## STATED GOAL 1
In the piece on Czech monetary policy, at what level did the Czech National Bank keep the two-week repo rate?
* BEGIN PASSAGE PROVIDED *
Czech Republic Monetary Policy

Czech Republic

Czech Republic: Central Bank keeps two-week repo rate on hold

December 17, 2014

At its 17 December monetary policy meeting, the Czech National Bank (CNB) decided to leave the two-week repo rate unchanged at 0.05% for the 17th consecutive meeting. The Central Bank also reiterated its commitment to intervening in the foreign exchange market in order to keep the Czech koruna at around CZK 27.0 per EUR. The floor for the exchange rate was set in November 2013.

According to the Bank, in the third quarter, the economy grew slightly less than forecast in annual terms. In line with the forecasts, all components of domestic demand contributed positively to growth. In contrast, the external sector made a slight negative contribution as a result of increasing imports. The ongoing improvement of the domestic economy continues to have a positive effect on the labor market. In fact, total employment is growing faster than expected. CNB added that, “next year the economy is forecasted to record the same growth rate as this year.”
* END PASSAGE PROVIDED *
## STATED GOAL 2
Reproduce the entries verbatim, from the line containing "[seg] blue sky" up to and including the last line of the entries.
* BEGIN DATA RECORDS *
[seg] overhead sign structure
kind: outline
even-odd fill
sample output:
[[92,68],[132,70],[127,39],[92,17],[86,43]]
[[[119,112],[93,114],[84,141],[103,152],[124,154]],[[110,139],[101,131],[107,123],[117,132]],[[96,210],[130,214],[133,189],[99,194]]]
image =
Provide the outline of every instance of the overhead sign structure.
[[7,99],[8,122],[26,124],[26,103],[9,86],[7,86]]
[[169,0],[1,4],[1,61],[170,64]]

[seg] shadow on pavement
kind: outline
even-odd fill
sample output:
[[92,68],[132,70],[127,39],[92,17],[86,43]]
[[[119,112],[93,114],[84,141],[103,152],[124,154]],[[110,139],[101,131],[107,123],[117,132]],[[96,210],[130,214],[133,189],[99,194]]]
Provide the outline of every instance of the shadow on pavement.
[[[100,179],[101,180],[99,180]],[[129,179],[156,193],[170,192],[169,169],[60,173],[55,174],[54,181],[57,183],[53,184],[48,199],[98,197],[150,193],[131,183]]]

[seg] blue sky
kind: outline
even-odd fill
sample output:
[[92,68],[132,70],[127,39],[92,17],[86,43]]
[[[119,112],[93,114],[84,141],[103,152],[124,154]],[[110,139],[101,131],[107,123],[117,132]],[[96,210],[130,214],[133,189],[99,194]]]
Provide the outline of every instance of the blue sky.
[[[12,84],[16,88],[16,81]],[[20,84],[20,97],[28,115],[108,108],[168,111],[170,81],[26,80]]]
* END DATA RECORDS *
## WORKED SOLUTION 1
0.05%

## WORKED SOLUTION 2
[seg] blue sky
kind: outline
even-odd fill
sample output:
[[92,68],[132,70],[127,39],[92,17],[86,43]]
[[[119,112],[93,114],[84,141],[103,152],[124,154]],[[110,139],[101,131],[107,123],[117,132]],[[96,210],[130,214],[133,189],[99,194]]]
Provide the outline of every instance of the blue sky.
[[[12,84],[16,88],[16,81]],[[20,84],[20,97],[28,115],[108,108],[168,111],[170,81],[26,80]]]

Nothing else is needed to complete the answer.